> **CHALLENGE**: Every record here needs to be written out again exactly.

*****

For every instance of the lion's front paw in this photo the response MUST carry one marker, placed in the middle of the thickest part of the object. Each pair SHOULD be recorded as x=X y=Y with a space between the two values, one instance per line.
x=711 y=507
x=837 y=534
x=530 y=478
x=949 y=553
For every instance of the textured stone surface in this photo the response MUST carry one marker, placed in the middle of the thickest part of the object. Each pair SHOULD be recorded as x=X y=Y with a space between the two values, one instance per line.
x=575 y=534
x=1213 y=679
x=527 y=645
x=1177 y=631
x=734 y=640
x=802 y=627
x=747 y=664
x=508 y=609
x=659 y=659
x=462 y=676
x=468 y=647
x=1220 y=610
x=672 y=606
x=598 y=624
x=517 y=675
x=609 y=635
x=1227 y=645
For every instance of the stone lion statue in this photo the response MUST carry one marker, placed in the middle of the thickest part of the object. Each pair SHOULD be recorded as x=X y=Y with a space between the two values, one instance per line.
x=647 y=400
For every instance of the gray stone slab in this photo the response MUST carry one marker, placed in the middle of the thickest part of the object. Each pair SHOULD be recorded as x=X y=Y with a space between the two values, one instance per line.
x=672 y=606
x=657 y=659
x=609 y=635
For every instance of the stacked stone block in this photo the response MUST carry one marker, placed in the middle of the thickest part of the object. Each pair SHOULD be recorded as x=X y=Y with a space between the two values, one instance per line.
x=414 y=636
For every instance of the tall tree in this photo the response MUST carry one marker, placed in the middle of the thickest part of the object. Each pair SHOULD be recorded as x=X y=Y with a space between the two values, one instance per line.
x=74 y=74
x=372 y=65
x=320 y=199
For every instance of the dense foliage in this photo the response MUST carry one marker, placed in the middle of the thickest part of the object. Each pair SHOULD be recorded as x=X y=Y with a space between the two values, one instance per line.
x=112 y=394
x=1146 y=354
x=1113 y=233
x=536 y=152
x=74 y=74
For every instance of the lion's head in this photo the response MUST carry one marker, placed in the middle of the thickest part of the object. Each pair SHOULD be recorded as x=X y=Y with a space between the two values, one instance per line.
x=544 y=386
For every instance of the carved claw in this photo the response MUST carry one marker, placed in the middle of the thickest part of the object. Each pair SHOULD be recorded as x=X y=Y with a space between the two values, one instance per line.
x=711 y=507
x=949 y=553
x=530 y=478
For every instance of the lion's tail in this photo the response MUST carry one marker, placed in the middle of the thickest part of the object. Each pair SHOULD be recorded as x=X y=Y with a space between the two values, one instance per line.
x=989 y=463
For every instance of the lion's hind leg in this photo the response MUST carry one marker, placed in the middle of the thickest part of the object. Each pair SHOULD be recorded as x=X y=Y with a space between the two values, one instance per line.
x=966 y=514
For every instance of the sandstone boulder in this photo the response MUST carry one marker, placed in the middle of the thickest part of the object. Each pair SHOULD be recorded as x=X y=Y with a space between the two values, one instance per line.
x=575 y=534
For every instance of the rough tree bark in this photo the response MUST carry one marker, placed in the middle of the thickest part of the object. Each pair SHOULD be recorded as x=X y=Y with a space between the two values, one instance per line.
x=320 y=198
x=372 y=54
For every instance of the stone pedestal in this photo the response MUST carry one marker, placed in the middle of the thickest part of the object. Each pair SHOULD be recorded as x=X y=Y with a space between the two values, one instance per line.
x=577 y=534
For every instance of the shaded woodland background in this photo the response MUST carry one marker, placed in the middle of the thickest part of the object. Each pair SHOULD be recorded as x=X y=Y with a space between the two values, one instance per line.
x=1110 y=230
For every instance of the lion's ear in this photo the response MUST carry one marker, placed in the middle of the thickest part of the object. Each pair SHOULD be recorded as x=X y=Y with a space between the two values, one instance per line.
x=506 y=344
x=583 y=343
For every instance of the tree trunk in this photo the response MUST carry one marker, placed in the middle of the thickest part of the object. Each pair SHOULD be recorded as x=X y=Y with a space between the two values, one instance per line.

*****

> **EXERCISE OUTPUT**:
For every instance of the lion's front paw in this photo the response MUST carry one marker, placed in the middle of the thickest part of the object. Each pair SHOULD be recorded as x=X y=Y with a space between the two values, one instance per line.
x=711 y=507
x=837 y=534
x=530 y=478
x=949 y=553
For every instance of the textured stone surface in this photo the response MUST carry one marker, placed in the middle of the thickest part of the object. Each pair SHOULD be recorded as x=X y=Y with a space between the two values, one instance per line.
x=575 y=534
x=1213 y=679
x=527 y=645
x=1177 y=631
x=734 y=640
x=802 y=627
x=747 y=664
x=508 y=609
x=659 y=659
x=462 y=676
x=468 y=647
x=1220 y=610
x=672 y=606
x=598 y=624
x=517 y=675
x=609 y=635
x=1227 y=645
For every instance of the stone lion statue in this photo the response MUST carry one marker, placed in the middle of the thickest part of the object. Each pair SHOULD be recorded as x=X y=Y with a space between the two values, one instance per line.
x=647 y=400
For every instance of the gray stone slab in this photo the response MUST carry one marker, placed in the middle of the thickest part of the object. Each pair SHOULD be recorded as x=X y=Y with a space between the two values, one instance per line.
x=672 y=606
x=657 y=659
x=609 y=635
For every instance of the stacked stone block in this photo the response MUST carry one marker, placed in the middle of the thickest part of the object. Each pair SHOULD be recorded as x=X y=Y with a space between the two values, one instance per line.
x=414 y=636
For every instance of the tall tree in this photo the response MUST carry one marker, placed in the middle of the thickest part of the object. Each pair SHOULD be recorded as x=X y=Y with a space between the two values, one instance per line.
x=74 y=74
x=372 y=65
x=320 y=199
For every instance of the dense foliage in this photo the response MUST carry one marker, placed in the middle of the thickest part of the object. Each pair SHOULD be recorded as x=X y=Y with a space between the two values, one instance per line.
x=112 y=394
x=1146 y=354
x=1113 y=233
x=536 y=152
x=74 y=74
For every instance of the lion's head in this photo the response MUST carry one marker, placed in the middle of the thickest part of the object. Each pair SHOULD be recorded as x=X y=Y with a space between the two values, one instance per line.
x=544 y=386
For every instance of the carved claw in this photo the response MUST carry one marker, placed in the middle of the thickest part of the object. Each pair SHOULD be recorded as x=X y=Y with a space between the two values, one instance per line.
x=711 y=507
x=949 y=553
x=530 y=478
For every instance of the lion's tail in this photo the response MUST carry one marker, placed in the middle of the thickest part of the object. Each pair SHOULD be recorded as x=X y=Y with a space between the two values, one instance per line.
x=989 y=463
For every instance of the lion's hind leg in this photo the response MUST carry one marker, placed in the middle of the thickest part of the object. Each pair SHOULD be recorded as x=X y=Y with a space between the two values, one instance per line.
x=966 y=514
For every instance of the sandstone boulder in this photo the response MUST carry one marker, placed in the middle of the thickest part of the object. Each pair SHOULD be recorded as x=X y=Y with a space between the two values, one instance per line.
x=575 y=534
For every instance of the rough tree bark in this photo the response MUST carry one marker, placed in the middle of the thickest part of the object. Each pair SHOULD be recorded as x=X y=Y with a space between the two values, one instance per line.
x=320 y=198
x=372 y=54
For every instance of the stone pedestal in this photo the response MUST carry one marker, placed in the middle of the thickest part of the object. Each pair SHOULD be recorded as x=X y=Y with a space between the two values, one instance per line.
x=577 y=534
For every instance of the shaded woodland background in this photo the response MUST carry one marker, placed in the middle of the thickest part of the object. Each pair SHOULD be recorded as x=X y=Y with a space between the two values, one instance per line.
x=1110 y=230
For every instance of the lion's ear in this photo the response MUST carry one marker, placed in the middle of the thickest part of the object. Each pair SHOULD be recorded as x=X y=Y with a space between the two values, one instance per line.
x=506 y=344
x=583 y=343
For every instance of the tree trunk in this photo the response MUST carry one marker, placed in the middle of the thickest part of the object. Each pair SHOULD be recorded as x=X y=Y with a space between the two values, one instance per line.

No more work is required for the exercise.